## WORK INSTRUCTION
Return nothing except the lines from the one that contains "target: paved street | mode: bbox" through the end of the material below, each exactly as given.

## PROVIDED RECORDS
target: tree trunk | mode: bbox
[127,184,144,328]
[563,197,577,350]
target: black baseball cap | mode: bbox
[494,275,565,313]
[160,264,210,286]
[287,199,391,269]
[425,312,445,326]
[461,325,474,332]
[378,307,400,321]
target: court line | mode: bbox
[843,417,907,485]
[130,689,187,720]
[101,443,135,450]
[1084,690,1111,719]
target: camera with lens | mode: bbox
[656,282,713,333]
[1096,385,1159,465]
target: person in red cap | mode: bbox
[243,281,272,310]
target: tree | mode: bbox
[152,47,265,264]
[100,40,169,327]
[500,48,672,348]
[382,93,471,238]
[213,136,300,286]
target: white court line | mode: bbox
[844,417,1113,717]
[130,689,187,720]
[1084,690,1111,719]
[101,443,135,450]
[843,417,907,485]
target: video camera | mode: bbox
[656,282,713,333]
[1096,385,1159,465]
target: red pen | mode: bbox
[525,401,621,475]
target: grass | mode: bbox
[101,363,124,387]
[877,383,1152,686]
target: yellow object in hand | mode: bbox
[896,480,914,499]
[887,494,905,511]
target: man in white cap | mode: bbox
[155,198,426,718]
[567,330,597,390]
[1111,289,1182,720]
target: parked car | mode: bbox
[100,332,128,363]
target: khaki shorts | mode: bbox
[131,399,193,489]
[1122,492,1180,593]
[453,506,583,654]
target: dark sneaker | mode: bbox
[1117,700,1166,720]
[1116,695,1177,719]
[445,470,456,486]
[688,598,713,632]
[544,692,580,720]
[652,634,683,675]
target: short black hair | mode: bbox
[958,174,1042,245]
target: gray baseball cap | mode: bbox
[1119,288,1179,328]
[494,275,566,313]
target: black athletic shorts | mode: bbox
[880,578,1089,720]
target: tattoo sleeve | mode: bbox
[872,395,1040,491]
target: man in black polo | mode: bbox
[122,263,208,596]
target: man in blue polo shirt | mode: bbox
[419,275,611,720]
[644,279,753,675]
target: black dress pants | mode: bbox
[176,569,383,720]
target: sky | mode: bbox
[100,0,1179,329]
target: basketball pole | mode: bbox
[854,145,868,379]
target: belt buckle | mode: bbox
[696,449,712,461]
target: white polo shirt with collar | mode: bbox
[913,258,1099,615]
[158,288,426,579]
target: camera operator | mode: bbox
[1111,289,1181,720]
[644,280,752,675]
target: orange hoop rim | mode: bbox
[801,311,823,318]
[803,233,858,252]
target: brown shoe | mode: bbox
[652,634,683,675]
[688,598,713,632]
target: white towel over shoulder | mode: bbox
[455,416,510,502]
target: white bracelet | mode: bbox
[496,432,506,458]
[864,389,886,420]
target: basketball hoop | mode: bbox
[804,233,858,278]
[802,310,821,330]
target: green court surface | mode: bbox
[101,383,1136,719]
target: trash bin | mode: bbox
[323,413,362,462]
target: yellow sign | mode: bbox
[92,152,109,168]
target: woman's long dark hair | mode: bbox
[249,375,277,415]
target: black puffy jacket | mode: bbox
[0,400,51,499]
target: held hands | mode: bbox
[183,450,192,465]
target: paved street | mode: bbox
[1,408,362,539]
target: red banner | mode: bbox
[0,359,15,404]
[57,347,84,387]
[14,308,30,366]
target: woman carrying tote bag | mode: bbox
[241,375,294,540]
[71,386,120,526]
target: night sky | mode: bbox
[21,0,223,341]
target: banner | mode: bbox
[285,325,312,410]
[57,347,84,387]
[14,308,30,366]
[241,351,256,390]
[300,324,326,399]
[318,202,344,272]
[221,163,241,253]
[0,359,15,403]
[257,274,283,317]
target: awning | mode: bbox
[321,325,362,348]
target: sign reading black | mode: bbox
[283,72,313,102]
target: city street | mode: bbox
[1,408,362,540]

## SOLUTION TO THIS EXERCISE
target: paved street | mode: bbox
[1,408,362,539]
target: red banner | mode: bbox
[0,359,15,404]
[57,347,84,387]
[14,308,30,366]
target: woman carrying tote bag | mode: bbox
[241,375,294,540]
[71,386,120,526]
target: night sky | mode: bbox
[21,0,223,341]
target: banner | mode: bbox
[285,325,312,410]
[57,347,84,387]
[14,308,30,366]
[241,351,256,390]
[300,324,326,399]
[318,202,344,272]
[221,163,241,253]
[0,359,15,403]
[257,274,283,317]
target: awning | mode: bbox
[321,325,362,348]
target: sign reading black | mode: bbox
[283,72,313,102]
target: city street | mode: bbox
[1,408,362,540]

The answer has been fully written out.